Everything in the entries except the pictures should be copied exactly.
[Information shown]
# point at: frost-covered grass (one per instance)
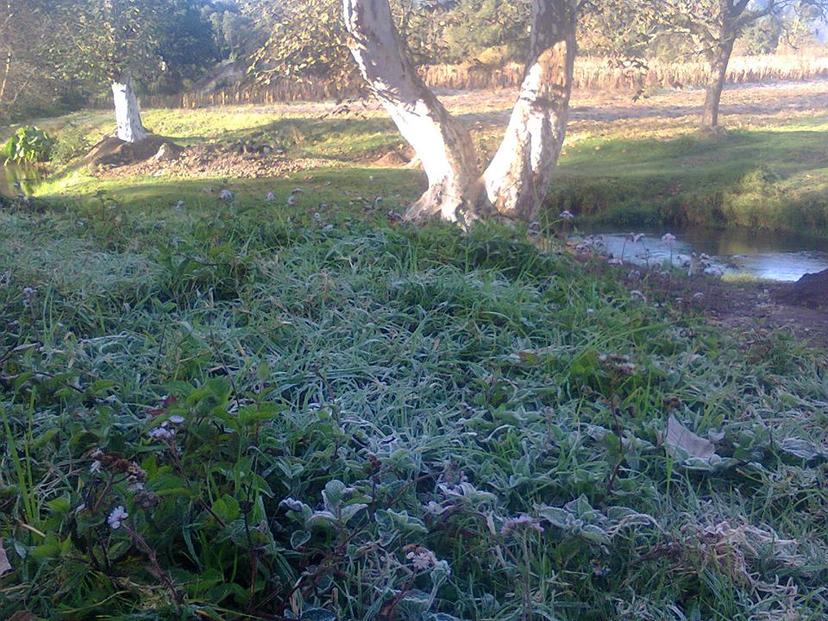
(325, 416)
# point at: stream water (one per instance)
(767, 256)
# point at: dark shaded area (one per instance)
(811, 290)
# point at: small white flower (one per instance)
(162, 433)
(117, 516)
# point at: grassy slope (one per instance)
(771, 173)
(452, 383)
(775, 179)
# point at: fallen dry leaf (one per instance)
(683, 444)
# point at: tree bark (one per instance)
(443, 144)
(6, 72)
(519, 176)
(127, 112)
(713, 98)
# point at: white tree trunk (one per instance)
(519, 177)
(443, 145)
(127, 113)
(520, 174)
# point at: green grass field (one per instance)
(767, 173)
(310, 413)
[/Information shown]
__Final answer__
# point at: frost-covered grass (one per instance)
(325, 416)
# point at: stream water (one per instance)
(767, 256)
# point at: dark shaded area (one per instance)
(811, 290)
# point at: small white flower (one per instance)
(162, 433)
(117, 516)
# point at: grassy slope (one per instance)
(771, 173)
(452, 383)
(775, 179)
# point at: fallen dry leaf (one per instance)
(683, 444)
# point at: tree bark (one per instance)
(443, 144)
(6, 72)
(519, 176)
(127, 112)
(713, 98)
# point at: white tree trunk (one per instance)
(519, 177)
(443, 145)
(127, 113)
(520, 174)
# point at: green grass field (one per instance)
(767, 173)
(310, 413)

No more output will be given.